WHAT NEEDS TO BE DONE |
Please write out the material below exactly as given.

## begin

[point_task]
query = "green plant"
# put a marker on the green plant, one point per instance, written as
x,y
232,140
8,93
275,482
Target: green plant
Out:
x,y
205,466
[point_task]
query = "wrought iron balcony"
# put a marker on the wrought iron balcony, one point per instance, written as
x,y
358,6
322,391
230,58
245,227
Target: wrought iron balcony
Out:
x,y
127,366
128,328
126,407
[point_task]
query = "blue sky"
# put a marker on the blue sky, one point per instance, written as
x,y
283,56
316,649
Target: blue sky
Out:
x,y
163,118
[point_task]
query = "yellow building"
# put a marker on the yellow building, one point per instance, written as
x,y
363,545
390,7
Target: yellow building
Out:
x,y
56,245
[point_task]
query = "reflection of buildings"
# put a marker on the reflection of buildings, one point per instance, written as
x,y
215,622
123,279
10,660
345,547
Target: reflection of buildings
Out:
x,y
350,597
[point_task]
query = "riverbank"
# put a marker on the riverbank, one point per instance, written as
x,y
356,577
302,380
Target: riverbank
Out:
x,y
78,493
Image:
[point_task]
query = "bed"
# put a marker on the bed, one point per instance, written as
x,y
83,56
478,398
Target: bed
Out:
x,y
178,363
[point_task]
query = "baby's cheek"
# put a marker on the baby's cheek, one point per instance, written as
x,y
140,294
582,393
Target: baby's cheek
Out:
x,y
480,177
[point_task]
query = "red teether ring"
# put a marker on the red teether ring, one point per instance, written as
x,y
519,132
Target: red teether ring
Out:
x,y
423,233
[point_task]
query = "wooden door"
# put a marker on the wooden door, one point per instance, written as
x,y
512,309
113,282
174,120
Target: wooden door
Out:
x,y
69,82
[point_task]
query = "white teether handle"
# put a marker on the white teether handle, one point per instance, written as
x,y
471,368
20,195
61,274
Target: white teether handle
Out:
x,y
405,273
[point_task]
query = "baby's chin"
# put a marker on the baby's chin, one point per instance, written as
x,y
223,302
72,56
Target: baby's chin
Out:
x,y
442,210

## end

WRITTEN RESPONSE |
[point_task]
query = "green plant"
# put a marker on the green plant, one point per instance, written as
x,y
232,140
8,93
275,482
Target: green plant
Out:
x,y
205,466
[point_task]
query = "wrought iron balcony"
# put a marker on the wrought iron balcony, one point per instance, written as
x,y
358,6
322,391
230,58
245,227
Target: wrought iron balcony
Out:
x,y
127,366
128,328
126,407
[point_task]
query = "blue sky"
# put a marker on the blue sky, one point per instance, written as
x,y
283,56
316,649
Target: blue sky
Out:
x,y
163,118
[point_task]
query = "yellow building"
# put a marker on the yellow building, one point per instance, written as
x,y
363,545
390,7
Target: yellow building
Out:
x,y
56,245
[point_task]
query = "reflection of buildings"
# put a marker on the reflection of buildings, one point per instance, written as
x,y
215,622
123,279
10,660
345,547
Target: reflection of buildings
Out:
x,y
350,597
[point_task]
query = "riverbank"
# put a marker on the riverbank, one point per instance, written as
x,y
356,577
302,380
Target: riverbank
Out:
x,y
78,493
Image:
[point_task]
query = "bed"
# put a marker on the bed, one point per instance, written as
x,y
83,56
478,398
Target: bed
Out:
x,y
178,363
[point_task]
query = "baby's cheek"
# put a marker on the baby's cheek, one point per instance, written as
x,y
140,294
582,393
Target: baby's cheek
Out:
x,y
480,177
[point_task]
query = "red teether ring"
# put a marker on the red teether ring, one point per instance, written as
x,y
519,132
Target: red teether ring
Out:
x,y
423,233
[point_task]
query = "wooden door"
# put a marker on the wooden door, one point per instance, written as
x,y
512,309
113,282
174,120
Target: wooden door
Out:
x,y
69,82
[point_task]
query = "white teether handle"
# put a marker on the white teether handle, one point per instance, written as
x,y
471,368
20,195
61,274
Target: white teether handle
Out:
x,y
405,273
[point_task]
query = "baby's chin"
# put a marker on the baby's chin, one point per instance, written as
x,y
223,302
72,56
Target: baby's chin
Out:
x,y
442,210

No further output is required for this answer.